#### Supplied text
+ + + + +

Friday, May 18, 2012

A Funeral Sermon

Life is not fair. Sometimes there is no other way to put it. Or at least nothing that makes it as clear at that. Life is not fair. That is one of the hard truths that we face today.

Life contains pain. Another hard truth we face. Life contains pain. Sometime we can handle the pain, sometimes we can't. Sometimes we seek out others to help us handle the pain, sometimes (for whatever reason – maybe being “brave”, maybe afraid to ask, maybe we don't believe anyone can help) we try to do it by ourselves. And sometimes the pain just feels like too much to deal with and we try to find a way to put it behind us.

Other people's choices sometimes hurt us. A third hard truth. Perhaps the hardest one of all. Sometimes other people make choices that hurt us. And for whatever reason she made that choice, H's choice to end her own life has caused great pain. I do not believe this is why she made that choice. I believe that H was most likely trying to escape from pain that she found unbearable. But it is undeniable that her making that choice hurts her family and friends. And so we gather together to begin to deal with our pain and sorrow.

I am sure that there are many different emotions in this room this morning. There are people here who are sad. There are people here who are still asking “Why?”. There are people here who are angry, maybe angry at H, maybe angry at themselves, maybe angry at the world. There are people here who are anxious, unsure what the future will bring. There may also be people here who feel guilty, wondering if they missed something, if there was something they could have done, or not done, or said or not said that would have helped H find other choices. And there are likely people here who have some or all of these feelings in combination. All these things are normal. All these are ways we respond to a tragic, totally abnormal event in our lives. And the best thing to do is to let ourselves feel what we need to feel. We need not try to push the feelings aside or deny them. Only by allowing them their space will we be able to start the process of coming to a “new normal”, of figuring out what life is going to be like on this side of H's death.

But take heart. We do not face these feelings alone. We have family and friends to help us express our feelings. And we have God walking with us, giving us support, giving us strength, helping us through the rough patches. We do not have to face the pains and struggles of life alone. And that is good. Indeed that is very good.

As we deal with these feelings there are some things we need to acknowledge as well. One is that there are questions to which we will never know the answers. We can never answer all the “Why?” questions. We can never know what was troubling H, what the sources of her pain were. We can make guess, but the only one who knew the whole story was H, and for her own reasons she chose not to share those things. Another piece that we need to acknowledge is that while it is normal to ask us if there was something we could have done, if we could have been more supportive, even if somehow we were part of causing H's pain; we need to know that H's death is not our fault. And we need to allow ourselves to be forgiven, as God has already forgiven us, for any way in which we might think we failed her.

How do we move forward in the face of tragedy? How can we face the future when the world seems to make no sense?

+ + + + +

#### List of tasks
• a. Reproduce the funeral sermon word for word, everything from "Life is not fair. Sometimes" down to "it behind us.".
• b. Answer these questions using the funeral sermon.
(i) Which hard truth does the sermon call perhaps the hardest one of all?
(ii) What does the speaker believe H was most likely trying to escape from?
(iii) Besides family and friends, who does the sermon say walks with us, giving support and strength?
• c. Extend the funeral sermon, starting right after its last sentence.

#### Dataset records
+ + + + +

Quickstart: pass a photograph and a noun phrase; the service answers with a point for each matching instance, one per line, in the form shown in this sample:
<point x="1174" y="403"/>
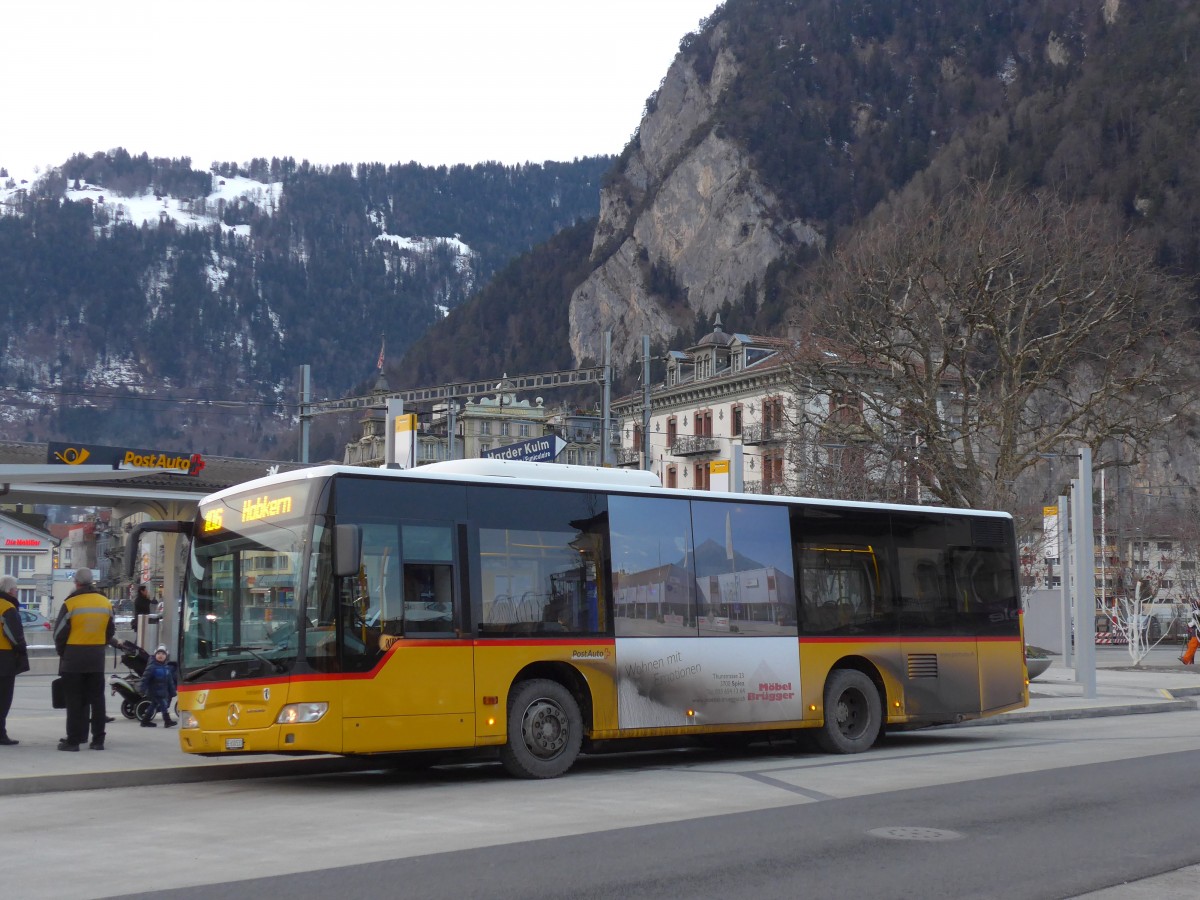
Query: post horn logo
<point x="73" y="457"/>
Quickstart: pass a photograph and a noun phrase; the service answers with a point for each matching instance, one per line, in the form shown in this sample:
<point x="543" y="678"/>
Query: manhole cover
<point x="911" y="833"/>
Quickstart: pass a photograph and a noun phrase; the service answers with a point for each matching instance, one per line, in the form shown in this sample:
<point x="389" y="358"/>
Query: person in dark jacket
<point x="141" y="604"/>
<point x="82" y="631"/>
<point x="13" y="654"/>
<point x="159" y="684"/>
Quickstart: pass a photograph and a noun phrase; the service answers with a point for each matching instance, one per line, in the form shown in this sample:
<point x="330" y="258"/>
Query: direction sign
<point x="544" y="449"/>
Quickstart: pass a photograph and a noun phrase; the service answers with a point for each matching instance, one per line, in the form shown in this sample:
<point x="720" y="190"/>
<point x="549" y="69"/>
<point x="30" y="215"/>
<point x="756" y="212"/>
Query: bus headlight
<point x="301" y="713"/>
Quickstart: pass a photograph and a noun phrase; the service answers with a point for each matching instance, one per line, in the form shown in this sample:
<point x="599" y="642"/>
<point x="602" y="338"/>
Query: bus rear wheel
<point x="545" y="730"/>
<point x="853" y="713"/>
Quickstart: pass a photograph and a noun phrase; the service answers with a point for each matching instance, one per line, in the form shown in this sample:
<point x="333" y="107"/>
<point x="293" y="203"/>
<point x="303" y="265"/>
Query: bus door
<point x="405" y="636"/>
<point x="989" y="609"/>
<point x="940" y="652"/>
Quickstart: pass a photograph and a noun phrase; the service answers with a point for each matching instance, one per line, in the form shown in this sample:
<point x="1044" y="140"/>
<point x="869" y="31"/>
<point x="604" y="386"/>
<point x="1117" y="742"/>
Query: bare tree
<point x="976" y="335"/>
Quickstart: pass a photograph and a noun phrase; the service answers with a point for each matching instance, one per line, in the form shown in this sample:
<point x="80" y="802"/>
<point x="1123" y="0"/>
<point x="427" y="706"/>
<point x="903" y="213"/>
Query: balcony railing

+ + + + +

#### Replies
• a.
Life is not fair. Sometimes there is no other way to put it. Or at least nothing that makes it as clear at that. Life is not fair. That is one of the hard truths that we face today.

Life contains pain. Another hard truth we face. Life contains pain. Sometime we can handle the pain, sometimes we can't. Sometimes we seek out others to help us handle the pain, sometimes (for whatever reason – maybe being “brave”, maybe afraid to ask, maybe we don't believe anyone can help) we try to do it by ourselves. And sometimes the pain just feels like too much to deal with and we try to find a way to put it behind us.

• b.
(i) Other people's choices sometimes hurt us.
(ii) Pain that she found unbearable.
(iii) God.

• c.
One of the things people have done for centuries, probably for all of human history, is gather together just like we have done today. Here we have taken time to share some memories, and later today there will be more time to share memories. As you came in you were offered a piece of paper on which you could write some memories to share with H's family. All this storytelling, all this sharing of memories is a part of how we move forward, a part of how we say good-bye. And strangely it is in sharing memories with each other that we get to know H better. Some people knew H through dance, some knew her through school. For some she was sister, or cousin, or niece, or daughter. But when stories are shared about all those different ways she was known a clearer, more complete picture of who she was (both the good and the bad – she was a real person with flaws and all) is drawn. Yes 15 years is too short a life. But still we can find things to say thank you for in those 15 years.

One of the things we have to do today is make a choice. As we lament H's death, as we face all the mixed emotions her death brings, as we share stories and weep, and maybe even laugh in fond memory we have to choose between hope and despair. Will we lament with hope or despair? Will we choose to believe the claim that we can stare into the face of death, even unexpected, premature, tragic death, and proclaim that life still wins? It doesn't make sense after all. How can we, is it even possible to, lament with hope?

There is, in my mind, only one way we can lament with hope. We can only do it through faith. We can only do it by reminding ourselves of the promise we find in our faith stories, stories of people who often found reason to weep and lament and worry, but who also had hope. We only do it by reminding ourselves that we are not alone.

Every Sunday people gather together in this place to remember the story of Jesus, the one who promised his friends that there was something beyond death. At one point Jesus is talking to his friends and talks of going to prepare a place for them. Going to prepare a place means that there is a place for us. It is our promise that something lies beyond death. This is good news. Even in the face of tragedy this promise can give us hope.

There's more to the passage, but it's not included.